++++ Provided information

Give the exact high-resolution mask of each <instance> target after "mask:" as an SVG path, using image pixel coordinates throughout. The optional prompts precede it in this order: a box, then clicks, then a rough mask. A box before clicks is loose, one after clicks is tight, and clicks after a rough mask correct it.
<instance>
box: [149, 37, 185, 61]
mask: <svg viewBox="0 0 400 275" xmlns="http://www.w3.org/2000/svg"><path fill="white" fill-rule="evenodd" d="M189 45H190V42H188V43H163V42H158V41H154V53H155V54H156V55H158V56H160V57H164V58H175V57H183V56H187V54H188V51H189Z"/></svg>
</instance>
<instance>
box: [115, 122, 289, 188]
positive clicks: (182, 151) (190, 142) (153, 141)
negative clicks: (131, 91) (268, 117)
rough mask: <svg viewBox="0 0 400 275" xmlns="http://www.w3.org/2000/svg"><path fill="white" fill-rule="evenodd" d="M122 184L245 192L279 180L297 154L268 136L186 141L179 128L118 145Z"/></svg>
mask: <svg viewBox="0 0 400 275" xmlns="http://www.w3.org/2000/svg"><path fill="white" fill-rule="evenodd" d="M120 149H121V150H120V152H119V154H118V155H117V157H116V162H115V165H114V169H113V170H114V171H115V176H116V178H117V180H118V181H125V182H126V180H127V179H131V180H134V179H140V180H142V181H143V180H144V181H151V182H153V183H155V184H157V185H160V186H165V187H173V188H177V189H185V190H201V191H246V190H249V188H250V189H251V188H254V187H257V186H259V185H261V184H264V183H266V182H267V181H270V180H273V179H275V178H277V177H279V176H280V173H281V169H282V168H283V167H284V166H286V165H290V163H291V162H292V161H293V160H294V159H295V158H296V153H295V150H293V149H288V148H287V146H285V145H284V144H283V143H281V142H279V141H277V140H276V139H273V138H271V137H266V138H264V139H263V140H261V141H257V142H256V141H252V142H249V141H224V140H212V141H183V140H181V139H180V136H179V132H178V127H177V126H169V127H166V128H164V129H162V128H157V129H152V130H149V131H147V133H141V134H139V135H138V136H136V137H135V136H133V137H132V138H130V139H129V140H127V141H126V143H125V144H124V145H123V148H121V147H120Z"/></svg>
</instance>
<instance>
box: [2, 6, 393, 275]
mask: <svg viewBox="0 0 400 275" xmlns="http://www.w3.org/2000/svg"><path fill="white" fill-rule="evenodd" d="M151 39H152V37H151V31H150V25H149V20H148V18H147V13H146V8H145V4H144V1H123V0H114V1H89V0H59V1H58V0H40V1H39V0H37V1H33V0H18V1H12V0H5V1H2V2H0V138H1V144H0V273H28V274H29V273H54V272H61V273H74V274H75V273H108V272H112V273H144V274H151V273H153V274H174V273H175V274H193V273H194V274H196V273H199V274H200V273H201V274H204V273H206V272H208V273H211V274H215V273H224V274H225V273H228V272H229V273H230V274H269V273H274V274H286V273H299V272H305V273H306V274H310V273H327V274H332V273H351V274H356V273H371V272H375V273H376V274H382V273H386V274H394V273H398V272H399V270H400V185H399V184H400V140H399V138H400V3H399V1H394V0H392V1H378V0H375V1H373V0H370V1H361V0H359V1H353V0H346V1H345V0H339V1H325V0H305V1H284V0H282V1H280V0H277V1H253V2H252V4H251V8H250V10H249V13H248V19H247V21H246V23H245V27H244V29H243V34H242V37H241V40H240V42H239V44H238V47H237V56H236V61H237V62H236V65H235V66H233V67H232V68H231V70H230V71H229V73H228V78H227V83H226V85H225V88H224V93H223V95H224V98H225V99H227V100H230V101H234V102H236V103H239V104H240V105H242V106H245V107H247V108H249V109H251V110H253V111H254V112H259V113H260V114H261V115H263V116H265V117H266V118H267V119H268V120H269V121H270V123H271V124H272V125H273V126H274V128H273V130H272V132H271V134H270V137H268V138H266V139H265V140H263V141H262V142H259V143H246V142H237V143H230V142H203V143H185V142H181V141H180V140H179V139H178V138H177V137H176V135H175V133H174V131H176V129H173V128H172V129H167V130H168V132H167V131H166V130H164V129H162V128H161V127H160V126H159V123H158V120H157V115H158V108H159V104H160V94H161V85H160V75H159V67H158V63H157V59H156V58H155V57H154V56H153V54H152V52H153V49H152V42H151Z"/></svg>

++++++++

Aim of the exercise » Show each line of the material above that contains the string "clicks", treating uppercase and lowercase as different.

Result of the exercise »
Give the exact high-resolution mask of each <instance> target after "mask:" as an SVG path, using image pixel coordinates throughout. The optional prompts precede it in this order: a box, then clicks, then a rough mask. A box before clicks is loose, one after clicks is tight, and clicks after a rough mask correct it.
positive clicks: (182, 151) (190, 142) (153, 141)
negative clicks: (131, 91) (268, 117)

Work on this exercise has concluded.